▸ **Instructions to follow**
Rewrite the listing below, substituting "List all bounding boxes that match" for "Return every matching bounding box" wherever it occurs and leaving everything else unchanged.

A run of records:
+--

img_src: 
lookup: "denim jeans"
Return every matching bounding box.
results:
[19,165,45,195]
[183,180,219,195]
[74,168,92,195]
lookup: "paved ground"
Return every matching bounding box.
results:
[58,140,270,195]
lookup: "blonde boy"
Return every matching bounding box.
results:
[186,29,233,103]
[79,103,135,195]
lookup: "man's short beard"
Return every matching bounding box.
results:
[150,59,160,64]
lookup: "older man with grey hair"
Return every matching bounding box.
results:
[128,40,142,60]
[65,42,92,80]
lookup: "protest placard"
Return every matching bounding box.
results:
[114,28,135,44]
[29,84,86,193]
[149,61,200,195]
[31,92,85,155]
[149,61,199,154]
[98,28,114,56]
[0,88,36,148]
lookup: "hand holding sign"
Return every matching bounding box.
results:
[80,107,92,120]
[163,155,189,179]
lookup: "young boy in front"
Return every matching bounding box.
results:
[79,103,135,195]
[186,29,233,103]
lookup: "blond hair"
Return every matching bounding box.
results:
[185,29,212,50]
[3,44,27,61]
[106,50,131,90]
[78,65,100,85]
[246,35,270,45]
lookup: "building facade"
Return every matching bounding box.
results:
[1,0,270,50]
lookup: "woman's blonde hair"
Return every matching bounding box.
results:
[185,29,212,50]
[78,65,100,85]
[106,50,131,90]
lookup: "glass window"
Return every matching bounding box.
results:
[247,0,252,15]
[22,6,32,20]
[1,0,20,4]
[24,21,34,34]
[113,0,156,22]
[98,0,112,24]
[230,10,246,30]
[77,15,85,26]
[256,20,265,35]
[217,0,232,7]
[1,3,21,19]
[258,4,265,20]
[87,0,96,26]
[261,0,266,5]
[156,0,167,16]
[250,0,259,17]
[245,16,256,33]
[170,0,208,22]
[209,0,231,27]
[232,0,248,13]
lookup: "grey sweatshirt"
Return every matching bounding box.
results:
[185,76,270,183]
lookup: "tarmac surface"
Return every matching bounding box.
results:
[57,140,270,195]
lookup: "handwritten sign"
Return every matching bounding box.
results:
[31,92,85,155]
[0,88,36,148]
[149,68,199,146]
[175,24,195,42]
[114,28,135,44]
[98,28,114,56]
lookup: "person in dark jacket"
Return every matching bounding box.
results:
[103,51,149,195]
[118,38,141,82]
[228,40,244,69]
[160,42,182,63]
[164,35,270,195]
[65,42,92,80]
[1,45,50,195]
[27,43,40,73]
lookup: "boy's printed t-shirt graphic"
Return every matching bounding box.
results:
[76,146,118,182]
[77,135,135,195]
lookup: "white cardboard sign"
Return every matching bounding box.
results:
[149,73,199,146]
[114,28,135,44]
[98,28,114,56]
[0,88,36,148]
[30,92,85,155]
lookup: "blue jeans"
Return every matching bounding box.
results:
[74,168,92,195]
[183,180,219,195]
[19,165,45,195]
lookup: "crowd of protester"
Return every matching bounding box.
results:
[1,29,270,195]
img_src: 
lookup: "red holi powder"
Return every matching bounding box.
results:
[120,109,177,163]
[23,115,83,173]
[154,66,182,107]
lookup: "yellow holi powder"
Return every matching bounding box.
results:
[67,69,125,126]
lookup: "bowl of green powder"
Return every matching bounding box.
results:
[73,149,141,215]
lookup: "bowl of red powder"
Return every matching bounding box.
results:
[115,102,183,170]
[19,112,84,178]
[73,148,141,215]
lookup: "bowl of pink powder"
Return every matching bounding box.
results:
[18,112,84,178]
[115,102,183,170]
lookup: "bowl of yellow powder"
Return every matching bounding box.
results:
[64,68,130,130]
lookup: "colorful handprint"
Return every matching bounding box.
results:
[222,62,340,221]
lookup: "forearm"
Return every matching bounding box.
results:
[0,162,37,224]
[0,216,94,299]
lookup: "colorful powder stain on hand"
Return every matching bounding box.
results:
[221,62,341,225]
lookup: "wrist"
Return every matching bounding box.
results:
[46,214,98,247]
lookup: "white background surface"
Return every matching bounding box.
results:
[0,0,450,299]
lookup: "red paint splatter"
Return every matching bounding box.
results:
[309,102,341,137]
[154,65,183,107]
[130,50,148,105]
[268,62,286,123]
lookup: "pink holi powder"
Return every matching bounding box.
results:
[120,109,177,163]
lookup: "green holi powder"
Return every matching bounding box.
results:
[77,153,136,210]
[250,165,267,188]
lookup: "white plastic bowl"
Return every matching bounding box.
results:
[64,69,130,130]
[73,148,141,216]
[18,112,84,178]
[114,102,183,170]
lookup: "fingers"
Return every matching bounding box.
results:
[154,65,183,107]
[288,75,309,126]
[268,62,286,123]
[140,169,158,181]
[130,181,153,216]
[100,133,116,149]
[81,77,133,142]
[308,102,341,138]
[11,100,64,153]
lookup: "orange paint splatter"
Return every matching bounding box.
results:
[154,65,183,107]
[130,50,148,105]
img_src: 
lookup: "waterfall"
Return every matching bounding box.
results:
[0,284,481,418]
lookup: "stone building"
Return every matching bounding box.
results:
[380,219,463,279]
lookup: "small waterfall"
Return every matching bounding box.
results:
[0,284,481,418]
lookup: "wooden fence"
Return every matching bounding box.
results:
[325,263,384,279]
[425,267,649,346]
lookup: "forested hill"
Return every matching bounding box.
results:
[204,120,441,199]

+--

▸ **Complete response**
img_src: 
lookup: "denim jeans"
List all bounding boxes that match.
results:
[19,165,45,195]
[183,180,219,195]
[74,168,92,195]
lookup: "paved ground"
List all bounding boxes that match.
results:
[58,140,270,195]
lookup: "blonde boy"
List all bounding boxes that match.
results:
[186,29,233,103]
[79,103,135,195]
lookup: "man's short beard"
List all bounding boxes that match.
results:
[150,59,160,64]
lookup: "older man with grey hair"
List all bounding boxes that match.
results:
[128,40,142,60]
[65,42,92,80]
lookup: "protest placard"
List all bounding boxes that match.
results:
[114,28,135,44]
[29,84,86,193]
[149,61,200,195]
[31,92,85,155]
[149,61,199,154]
[98,28,114,56]
[0,88,36,148]
lookup: "hand holding sign"
List all bounding boxes that match.
results:
[80,107,92,120]
[163,155,189,179]
lookup: "young boy in front"
List all bounding boxes that match.
results:
[79,103,135,195]
[186,29,233,103]
lookup: "blond hair"
List all bounding boxes that match.
results:
[185,29,212,50]
[3,44,27,61]
[106,50,131,90]
[78,65,100,85]
[246,35,270,45]
lookup: "building facade"
List all bounding boxes that match.
results:
[1,0,270,50]
lookup: "woman's blonde hair"
List all bounding boxes that match.
results:
[185,29,212,50]
[78,65,100,85]
[106,50,131,90]
lookup: "glass window"
List all bounding boxes that match.
results:
[247,0,252,15]
[22,6,32,20]
[1,0,20,4]
[24,21,34,34]
[113,0,156,22]
[98,0,112,24]
[230,10,246,30]
[77,15,85,26]
[256,20,265,35]
[217,0,232,7]
[1,3,21,19]
[258,4,265,20]
[87,0,96,26]
[261,0,266,5]
[156,0,167,16]
[250,0,259,17]
[245,16,256,33]
[170,0,208,22]
[209,0,231,27]
[232,0,248,13]
lookup: "grey sweatshirt"
List all bounding boxes that match.
results:
[185,76,270,183]
lookup: "tarmac surface"
List all bounding boxes that match.
results:
[57,140,270,195]
lookup: "handwritten sign"
List all bounding boxes that match.
results:
[31,92,85,155]
[0,88,36,148]
[149,68,199,146]
[175,24,195,42]
[114,28,135,44]
[98,28,114,56]
lookup: "person in dark jacket"
List all bounding boxes that match.
results:
[103,51,149,195]
[118,38,141,82]
[228,40,244,69]
[160,42,182,63]
[164,35,270,195]
[65,42,92,80]
[1,45,50,195]
[27,43,40,73]
lookup: "boy's printed t-shirt graphic"
List all bounding boxes that match.
results:
[76,146,118,182]
[77,135,135,195]
lookup: "white cardboard sign"
List all bounding boxes that match.
results:
[149,73,199,146]
[114,28,135,44]
[98,28,114,56]
[0,88,36,148]
[30,92,85,155]
lookup: "blue jeans"
List all bounding boxes that match.
results:
[74,168,92,195]
[183,180,219,195]
[19,165,45,195]
lookup: "crowd of protester"
List all bounding boxes that match.
results:
[1,29,270,195]
img_src: 
lookup: "red holi powder"
List all bounding boxes that match.
results:
[120,109,177,163]
[23,115,83,173]
[154,66,182,107]
lookup: "yellow holi powder"
List all bounding boxes that match.
results:
[67,69,125,126]
lookup: "bowl of green powder"
List all bounding boxes that match.
results:
[73,149,141,215]
lookup: "bowl of red powder"
List all bounding boxes that match.
results:
[115,102,183,170]
[19,112,84,178]
[73,148,141,215]
lookup: "bowl of pink powder"
List all bounding boxes that match.
results:
[18,112,84,178]
[115,102,183,170]
lookup: "bowl of yellow powder"
List all bounding boxes that match.
results:
[64,68,130,130]
lookup: "colorful handprint"
List all bounding boxes that match.
results:
[222,62,340,221]
lookup: "forearm"
List all bounding boxes that match.
results:
[0,162,37,224]
[0,216,94,299]
lookup: "colorful powder stain on hand"
List all bounding boxes that match.
results:
[221,62,341,225]
lookup: "wrist"
List all bounding boxes that match.
results:
[46,214,98,247]
lookup: "white background surface"
List all bounding boxes that match.
results:
[0,0,450,299]
lookup: "red paint splatter"
List all bounding boxes that match.
results:
[309,102,341,137]
[154,65,183,107]
[130,50,148,105]
[268,62,286,123]
lookup: "pink holi powder"
List all bounding boxes that match.
results:
[120,109,177,163]
lookup: "green holi powder"
List all bounding boxes that match.
results:
[77,153,136,210]
[250,165,267,188]
lookup: "white plastic bowl"
List all bounding boxes that match.
results:
[64,69,130,130]
[73,148,141,216]
[18,112,84,178]
[114,102,183,170]
lookup: "fingers"
List all bounding boxes that match.
results:
[154,65,183,107]
[288,75,309,126]
[268,62,286,123]
[140,169,158,181]
[130,181,153,216]
[100,133,116,149]
[81,77,133,142]
[308,102,341,138]
[11,100,64,153]
lookup: "orange paint splatter"
List all bounding boxes that match.
results:
[154,65,183,107]
[130,50,148,105]
img_src: 
lookup: "waterfall"
List all bounding boxes that match.
results:
[0,284,481,418]
lookup: "stone building"
List all bounding boxes that match.
results:
[380,219,463,279]
lookup: "small waterfall"
List all bounding boxes that match.
results:
[0,284,481,418]
lookup: "wooden fence"
List all bounding boxes that match.
results:
[325,263,384,279]
[425,267,649,346]
lookup: "forested hill"
List all bounding boxes that match.
results:
[204,120,441,199]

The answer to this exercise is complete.